:: Provided text

Background. Influenza A viruses (IAV) exhibit vast genetic mutability and have great zoonotic potential to infect avian and mammalian hosts and are known to be responsible for a number of pandemics. A key computational issue in influenza prevention and control is the identification of molecular signatures with cross-species transmission potential. We propose an adjusted entropy-based host-specific signature identification method that uses a similarity coefficient to incorporate the amino acid substitution information and improve the identification performance.

::::
:: Data provided

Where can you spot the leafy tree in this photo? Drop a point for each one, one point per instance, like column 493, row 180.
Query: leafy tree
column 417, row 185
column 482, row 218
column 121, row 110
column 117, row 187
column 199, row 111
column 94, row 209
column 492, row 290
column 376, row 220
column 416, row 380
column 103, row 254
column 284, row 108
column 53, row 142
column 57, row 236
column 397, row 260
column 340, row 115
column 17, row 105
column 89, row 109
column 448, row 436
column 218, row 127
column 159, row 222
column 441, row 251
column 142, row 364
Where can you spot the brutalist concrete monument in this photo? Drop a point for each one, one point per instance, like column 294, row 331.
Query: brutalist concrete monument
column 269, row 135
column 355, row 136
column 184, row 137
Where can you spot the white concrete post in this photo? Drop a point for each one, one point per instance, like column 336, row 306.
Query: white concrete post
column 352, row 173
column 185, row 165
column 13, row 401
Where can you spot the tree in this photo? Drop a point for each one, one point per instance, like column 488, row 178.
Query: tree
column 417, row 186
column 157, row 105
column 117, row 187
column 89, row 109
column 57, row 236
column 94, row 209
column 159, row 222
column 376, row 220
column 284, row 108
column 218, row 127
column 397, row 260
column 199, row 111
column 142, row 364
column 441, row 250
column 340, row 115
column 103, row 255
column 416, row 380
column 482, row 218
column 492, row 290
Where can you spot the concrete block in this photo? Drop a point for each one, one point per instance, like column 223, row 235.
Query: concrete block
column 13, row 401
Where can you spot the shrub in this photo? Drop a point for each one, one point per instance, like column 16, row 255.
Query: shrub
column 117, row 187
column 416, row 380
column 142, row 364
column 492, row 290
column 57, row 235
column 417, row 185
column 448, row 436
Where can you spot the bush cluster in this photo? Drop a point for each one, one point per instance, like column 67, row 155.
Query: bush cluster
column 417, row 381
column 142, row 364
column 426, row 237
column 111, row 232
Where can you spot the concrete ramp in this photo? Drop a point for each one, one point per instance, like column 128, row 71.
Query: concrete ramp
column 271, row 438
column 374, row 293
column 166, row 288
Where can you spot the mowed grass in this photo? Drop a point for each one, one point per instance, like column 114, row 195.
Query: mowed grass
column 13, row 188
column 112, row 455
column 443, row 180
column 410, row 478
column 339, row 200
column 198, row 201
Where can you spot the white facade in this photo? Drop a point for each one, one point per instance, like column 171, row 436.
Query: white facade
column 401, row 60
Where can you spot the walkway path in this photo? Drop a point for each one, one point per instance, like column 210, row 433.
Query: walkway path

::::

# [Instructions]
1 - Rewrite the paragraph of the passage on influenza A viruses that begins "Background. Influenza A viruses" as a short bulleted list that keeps its main facts.
2 - Continue the passage on influenza A viruses from its last sentence.

# [Answers below]
1 -
- Influenza A viruses (IAV) mutate extensively, have strong zoonotic potential to infect both birds and mammals, and have caused several pandemics.
- A key computational problem in influenza prevention and control is identifying molecular signatures with cross-species transmission potential.
- The proposed solution is an adjusted entropy-based method for identifying host-specific signatures. It uses a similarity coefficient to add amino acid substitution information and improve identification performance.

2 -
Results. Validation with a set of H5N1 PB2 sequences from 1996 to 2006 results in adjusted entropy having a 40% false negative discovery rate compared to an 80% false negative rate using unadjusted entropy. Simulations across a range of phenotypic divergence levels show a false negative rate of no higher than 10% while unadjusted entropy ranged from 9% to 100%. In addition, under all levels of divergence adjusted entropy never had a false positive rate higher than 9%. Adjusted entropy also identifies important mutations in H1N1pdm PB2 previously identified in the literature that explain changes in divergence between 2008 and 2009 which unadjusted entropy could not identify.
Conclusions. Based on these results, adjusted entropy provides a reliable and widely applicable host signature identification approach useful for IAV monitoring and vaccine development.